» EXTRAIT:
.....
La création, et dans son ensemble et dans sa disposition parti­culière, proclame la miséricorde et l’amour de Dieu. Car il n’est pas de chose visible qui ne proclame sa bonté : le ciel, la terre, la mer, le monde visible et l’univers invisible, tout doit à la miséricorde de Dieu son devenir, son être et sa conservation. C’est donc à bon droit que le bienheureux David proclame la miséricorde de Dieu à partir de sa bonté : « Le Seigneur est miséricordieux et juste, notre Dieu est compatissant ».
 

 

Il associe la justice à la bonté et il appelle bon celui qui est juste afin que, si tu l’entends appeler juste, tu craignes le jugement, si tu l’entends appeler bon, tu recoures au repentir. Il se refuse à isoler la bonté comme à présenter la justice toute seule. S’il avait annoncé la justice seule, ce serait la condamnation de ceux qui se fient à la miséricorde; s’il n’avait parlé que de la bonté, ce serait pour les pécheurs la voie ouverte au mépris. « Il est bon, compa­tissant et juste. » Il a donc uni la bonté à la justice et il a placé au commencement et à la fin du verset la miséricorde.

Tout en effet a commencé à partir de la bonté et s’est terminé dans la bonté. Le ciel a été produit par la bonté de Dieu et non pour l’utilité de Dieu. Depuis la création du ciel il ne s’est pas écoulé six mille ans, mais avant les cieux, avant ces siècles infinis et qui n’ont pas de commencement, Dieu existe et existait et le terme existait doit s’entendre au-delà de tout instant conçu par la pensée. Le ciel n’a donc pas été créé pour l’usage de Dieu, mais il est une œuvre de sa bonté. Aussi les cieux proclament non pas l’indigence de Dieu, mais sa gloire.

Sans doute il est écrit : « Notre Dieu est dans les cieux supérieurs ». Ce qui veut dire, non pas que Dieu aurait besoin du ciel, mais qu’il se repose au milieu des anges dans le ciel. Souvent, en effet, l’Écriture désigne par le ciel les anges dans le ciel, de même que la terre signifie les hommes qui sont de la terre. Dans le même sens, l’histoire pour indiquer l’heure du repas dit : Toute la terre prenait son repas pour : il était l’heure du repas. Elle appelle donc terre les hommes de la terre et ciel les anges qui sont dans le ciel. C’est ce que montre aussi ce passage : « Que les cieux se réjouissent et que la terre soit dans l’allégresse ». Ces glorieux habitants du ciel, les anges, pourquoi doivent-ils se réjouir? À cause du salut du monde. Et qui nous garantit cette réponse? Le roi des anges en personne lorsqu’il déclare : « En vérité, je vous le dis, tous les anges dans les cieux se réjouissent de voir un pécheur qui fait pénitence ».
.....
» ENREGISTREMENTS FOURNIS:

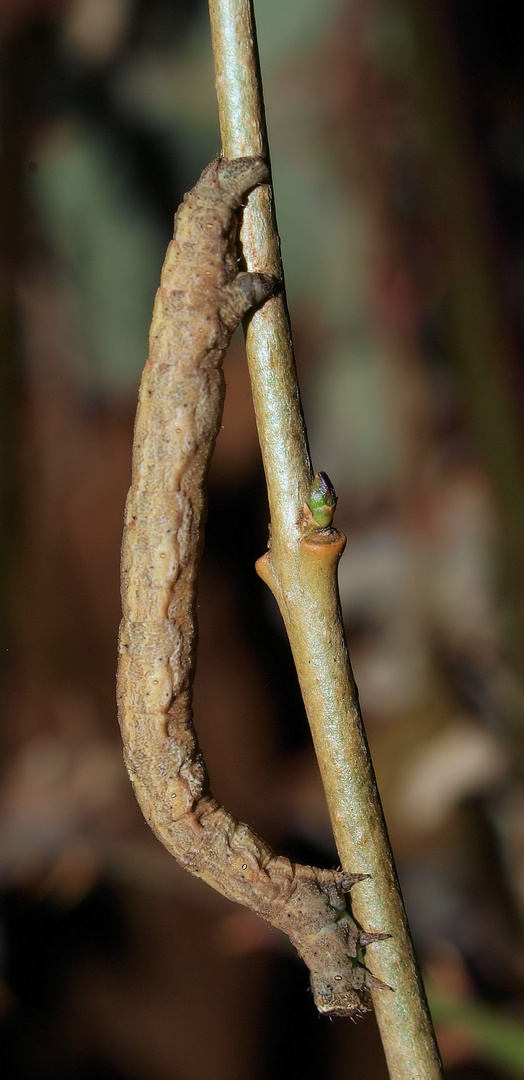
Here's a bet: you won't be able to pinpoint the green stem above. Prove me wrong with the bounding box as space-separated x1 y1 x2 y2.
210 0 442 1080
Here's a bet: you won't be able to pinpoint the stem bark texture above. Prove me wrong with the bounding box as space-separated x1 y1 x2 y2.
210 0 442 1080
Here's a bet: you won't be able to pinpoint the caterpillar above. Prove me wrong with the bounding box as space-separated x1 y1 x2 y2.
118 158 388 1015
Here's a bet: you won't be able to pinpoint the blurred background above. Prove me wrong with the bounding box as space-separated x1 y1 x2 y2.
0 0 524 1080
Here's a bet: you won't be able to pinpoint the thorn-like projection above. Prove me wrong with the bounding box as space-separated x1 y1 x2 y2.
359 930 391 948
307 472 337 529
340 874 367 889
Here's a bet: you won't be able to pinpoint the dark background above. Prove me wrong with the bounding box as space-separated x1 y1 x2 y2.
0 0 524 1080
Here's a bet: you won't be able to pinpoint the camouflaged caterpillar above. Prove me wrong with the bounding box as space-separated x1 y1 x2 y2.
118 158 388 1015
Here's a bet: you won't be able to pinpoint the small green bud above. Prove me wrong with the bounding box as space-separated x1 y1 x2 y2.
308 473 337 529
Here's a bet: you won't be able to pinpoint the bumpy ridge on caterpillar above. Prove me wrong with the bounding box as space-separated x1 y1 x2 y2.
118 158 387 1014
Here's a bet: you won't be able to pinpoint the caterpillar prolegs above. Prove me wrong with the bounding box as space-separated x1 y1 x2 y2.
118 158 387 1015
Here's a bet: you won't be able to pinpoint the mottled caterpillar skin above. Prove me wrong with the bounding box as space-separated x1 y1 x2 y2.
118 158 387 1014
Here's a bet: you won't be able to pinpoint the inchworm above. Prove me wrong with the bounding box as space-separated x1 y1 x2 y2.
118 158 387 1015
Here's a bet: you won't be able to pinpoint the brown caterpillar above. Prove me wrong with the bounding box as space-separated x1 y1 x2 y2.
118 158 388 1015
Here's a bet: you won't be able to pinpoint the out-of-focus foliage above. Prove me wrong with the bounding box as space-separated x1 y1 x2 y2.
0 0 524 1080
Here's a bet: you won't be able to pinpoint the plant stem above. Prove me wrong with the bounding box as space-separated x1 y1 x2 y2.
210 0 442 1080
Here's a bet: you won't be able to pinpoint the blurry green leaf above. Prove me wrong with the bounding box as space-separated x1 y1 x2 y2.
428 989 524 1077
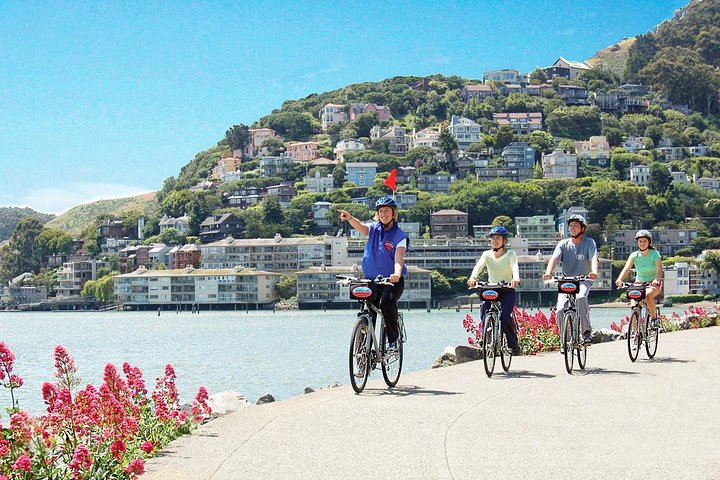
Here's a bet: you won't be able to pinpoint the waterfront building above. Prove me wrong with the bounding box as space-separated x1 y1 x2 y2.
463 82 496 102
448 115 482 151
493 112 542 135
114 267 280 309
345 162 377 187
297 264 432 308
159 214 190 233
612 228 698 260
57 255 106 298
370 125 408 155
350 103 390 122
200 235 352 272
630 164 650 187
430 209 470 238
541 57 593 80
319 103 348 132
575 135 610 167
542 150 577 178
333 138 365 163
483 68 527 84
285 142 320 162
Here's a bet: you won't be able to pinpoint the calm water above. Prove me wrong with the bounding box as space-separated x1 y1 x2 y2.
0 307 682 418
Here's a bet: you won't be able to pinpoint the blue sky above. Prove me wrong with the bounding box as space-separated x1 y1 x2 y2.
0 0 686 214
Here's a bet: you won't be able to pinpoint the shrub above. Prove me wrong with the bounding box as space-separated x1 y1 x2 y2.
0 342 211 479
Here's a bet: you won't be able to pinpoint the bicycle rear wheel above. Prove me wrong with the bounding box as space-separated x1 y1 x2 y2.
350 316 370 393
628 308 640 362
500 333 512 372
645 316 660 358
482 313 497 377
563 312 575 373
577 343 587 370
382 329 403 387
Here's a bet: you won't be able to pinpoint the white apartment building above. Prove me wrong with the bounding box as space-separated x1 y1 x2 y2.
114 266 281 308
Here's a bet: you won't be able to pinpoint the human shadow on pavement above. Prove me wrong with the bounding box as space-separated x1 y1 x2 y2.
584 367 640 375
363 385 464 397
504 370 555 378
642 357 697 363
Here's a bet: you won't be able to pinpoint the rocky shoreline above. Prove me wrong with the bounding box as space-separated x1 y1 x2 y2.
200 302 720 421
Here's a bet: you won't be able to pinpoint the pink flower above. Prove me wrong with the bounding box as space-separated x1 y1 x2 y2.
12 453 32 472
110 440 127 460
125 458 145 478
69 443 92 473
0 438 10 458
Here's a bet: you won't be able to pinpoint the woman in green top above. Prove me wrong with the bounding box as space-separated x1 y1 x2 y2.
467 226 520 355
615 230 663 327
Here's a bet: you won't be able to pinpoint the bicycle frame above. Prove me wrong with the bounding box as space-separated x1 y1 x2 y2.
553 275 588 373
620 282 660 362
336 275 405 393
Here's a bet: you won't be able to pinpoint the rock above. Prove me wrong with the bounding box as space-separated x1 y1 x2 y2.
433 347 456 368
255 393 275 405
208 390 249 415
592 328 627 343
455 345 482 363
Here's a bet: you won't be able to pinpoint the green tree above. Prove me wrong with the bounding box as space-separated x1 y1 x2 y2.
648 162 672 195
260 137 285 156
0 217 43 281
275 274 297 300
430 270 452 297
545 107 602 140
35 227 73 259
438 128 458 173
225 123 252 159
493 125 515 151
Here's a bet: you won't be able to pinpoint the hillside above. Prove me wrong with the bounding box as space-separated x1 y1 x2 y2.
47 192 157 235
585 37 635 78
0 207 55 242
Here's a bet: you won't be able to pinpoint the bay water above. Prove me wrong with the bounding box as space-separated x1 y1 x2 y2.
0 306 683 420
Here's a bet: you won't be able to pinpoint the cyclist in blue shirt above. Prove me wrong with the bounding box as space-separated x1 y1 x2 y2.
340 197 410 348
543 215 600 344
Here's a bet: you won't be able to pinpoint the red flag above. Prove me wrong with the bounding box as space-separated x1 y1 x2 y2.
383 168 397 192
.....
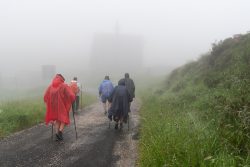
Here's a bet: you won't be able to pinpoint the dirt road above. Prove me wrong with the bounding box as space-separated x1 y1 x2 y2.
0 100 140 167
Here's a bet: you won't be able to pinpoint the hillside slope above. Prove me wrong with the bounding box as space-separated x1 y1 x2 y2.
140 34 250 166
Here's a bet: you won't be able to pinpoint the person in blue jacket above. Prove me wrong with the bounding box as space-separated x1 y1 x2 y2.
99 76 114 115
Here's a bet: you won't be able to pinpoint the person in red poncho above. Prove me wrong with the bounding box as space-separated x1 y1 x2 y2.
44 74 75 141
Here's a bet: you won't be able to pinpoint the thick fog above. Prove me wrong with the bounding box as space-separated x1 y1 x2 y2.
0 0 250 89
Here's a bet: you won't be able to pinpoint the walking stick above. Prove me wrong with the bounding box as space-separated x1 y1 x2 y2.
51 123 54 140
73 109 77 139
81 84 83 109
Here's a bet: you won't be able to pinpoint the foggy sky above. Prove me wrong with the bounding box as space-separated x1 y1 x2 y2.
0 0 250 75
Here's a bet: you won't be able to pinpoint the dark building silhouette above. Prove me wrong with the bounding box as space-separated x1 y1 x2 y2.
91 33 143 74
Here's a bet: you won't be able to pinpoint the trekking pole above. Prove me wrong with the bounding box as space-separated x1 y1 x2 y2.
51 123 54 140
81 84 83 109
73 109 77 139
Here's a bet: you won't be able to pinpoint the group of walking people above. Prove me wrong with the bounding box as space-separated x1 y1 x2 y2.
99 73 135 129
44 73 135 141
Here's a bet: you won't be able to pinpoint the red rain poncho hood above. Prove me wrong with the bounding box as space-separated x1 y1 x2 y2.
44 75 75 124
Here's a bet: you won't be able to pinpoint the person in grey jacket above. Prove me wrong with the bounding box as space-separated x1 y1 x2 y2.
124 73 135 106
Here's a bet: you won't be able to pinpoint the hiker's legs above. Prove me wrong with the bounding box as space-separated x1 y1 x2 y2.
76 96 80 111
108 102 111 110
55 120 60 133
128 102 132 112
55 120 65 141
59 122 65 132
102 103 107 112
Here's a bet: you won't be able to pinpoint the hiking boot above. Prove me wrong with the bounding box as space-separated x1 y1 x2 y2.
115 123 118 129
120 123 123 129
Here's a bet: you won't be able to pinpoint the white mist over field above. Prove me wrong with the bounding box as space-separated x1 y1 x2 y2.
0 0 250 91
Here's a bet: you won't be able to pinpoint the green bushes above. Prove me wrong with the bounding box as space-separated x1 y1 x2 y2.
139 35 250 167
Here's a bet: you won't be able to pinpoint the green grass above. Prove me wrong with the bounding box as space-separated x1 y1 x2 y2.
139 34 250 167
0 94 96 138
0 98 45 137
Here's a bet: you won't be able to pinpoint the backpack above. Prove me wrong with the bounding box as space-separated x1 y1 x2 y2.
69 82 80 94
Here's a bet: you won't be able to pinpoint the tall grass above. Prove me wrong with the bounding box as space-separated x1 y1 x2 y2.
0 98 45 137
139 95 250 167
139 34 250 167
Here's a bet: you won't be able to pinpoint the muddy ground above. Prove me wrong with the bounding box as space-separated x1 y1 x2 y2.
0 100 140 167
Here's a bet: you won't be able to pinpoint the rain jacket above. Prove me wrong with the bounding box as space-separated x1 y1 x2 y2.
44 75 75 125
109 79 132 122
.....
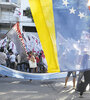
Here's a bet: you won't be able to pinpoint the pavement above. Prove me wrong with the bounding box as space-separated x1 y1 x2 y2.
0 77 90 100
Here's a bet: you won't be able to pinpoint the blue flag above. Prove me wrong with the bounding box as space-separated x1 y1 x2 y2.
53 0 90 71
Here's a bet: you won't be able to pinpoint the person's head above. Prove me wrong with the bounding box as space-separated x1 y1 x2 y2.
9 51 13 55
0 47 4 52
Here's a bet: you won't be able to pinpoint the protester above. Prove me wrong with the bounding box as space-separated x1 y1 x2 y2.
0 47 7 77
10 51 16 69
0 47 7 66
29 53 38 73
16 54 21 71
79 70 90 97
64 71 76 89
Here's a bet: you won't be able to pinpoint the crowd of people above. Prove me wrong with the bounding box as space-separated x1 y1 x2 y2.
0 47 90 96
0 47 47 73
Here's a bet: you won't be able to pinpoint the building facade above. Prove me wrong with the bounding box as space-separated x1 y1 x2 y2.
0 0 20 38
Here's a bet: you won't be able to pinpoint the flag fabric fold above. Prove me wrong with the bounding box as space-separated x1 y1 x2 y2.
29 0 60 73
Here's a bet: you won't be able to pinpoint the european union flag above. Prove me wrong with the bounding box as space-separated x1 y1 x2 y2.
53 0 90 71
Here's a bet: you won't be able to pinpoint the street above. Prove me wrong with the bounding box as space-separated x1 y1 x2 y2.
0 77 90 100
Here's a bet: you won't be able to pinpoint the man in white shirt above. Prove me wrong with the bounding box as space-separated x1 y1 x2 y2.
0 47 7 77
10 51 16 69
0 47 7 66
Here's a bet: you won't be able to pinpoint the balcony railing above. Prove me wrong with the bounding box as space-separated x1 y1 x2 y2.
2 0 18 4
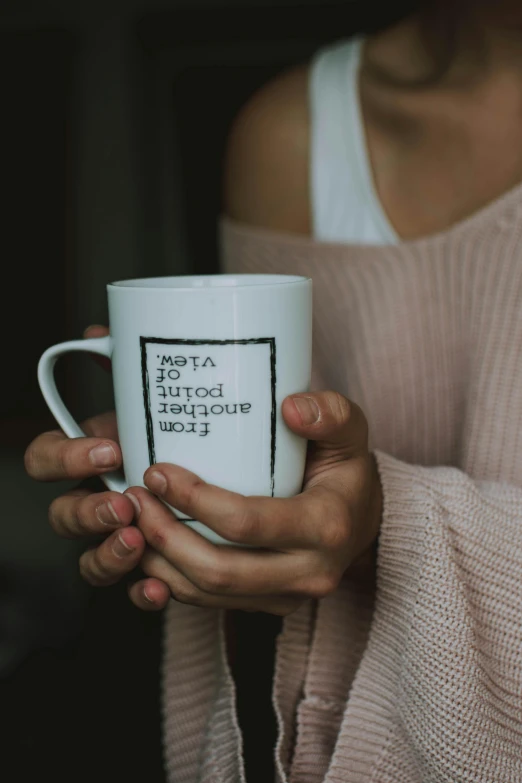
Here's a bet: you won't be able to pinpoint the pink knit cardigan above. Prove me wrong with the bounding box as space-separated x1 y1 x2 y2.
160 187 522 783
.....
» CONSIGNES:
1. Répondez à ces questions sur l'extrait :
(a) Qui proclame la miséricorde de Dieu à partir de sa bonté ?
(b) À quels endroits du verset la miséricorde est-elle placée ?
(c) Que désigne souvent l'Écriture par le ciel ?
2. Recopiez sans aucun changement tout le passage de l'extrait, de « Il associe la » jusqu'à « verset la miséricorde. ».
3. Énumérez les choses qui, selon l'extrait, doivent à la miséricorde de Dieu leur devenir, leur être et leur conservation.
Les enregistrements ne sont pas nécessaires ici.

» CORRIGÉS:
1.
(a) Le bienheureux David.
(b) Au commencement et à la fin du verset.
(c) Les anges dans le ciel.

2.
Il associe la justice à la bonté et il appelle bon celui qui est juste afin que, si tu l’entends appeler juste, tu craignes le jugement, si tu l’entends appeler bon, tu recoures au repentir. Il se refuse à isoler la bonté comme à présenter la justice toute seule. S’il avait annoncé la justice seule, ce serait la condamnation de ceux qui se fient à la miséricorde; s’il n’avait parlé que de la bonté, ce serait pour les pécheurs la voie ouverte au mépris. « Il est bon, compa­tissant et juste. » Il a donc uni la bonté à la justice et il a placé au commencement et à la fin du verset la miséricorde.

3.
le ciel
la terre
la mer
le monde visible
l'univers invisible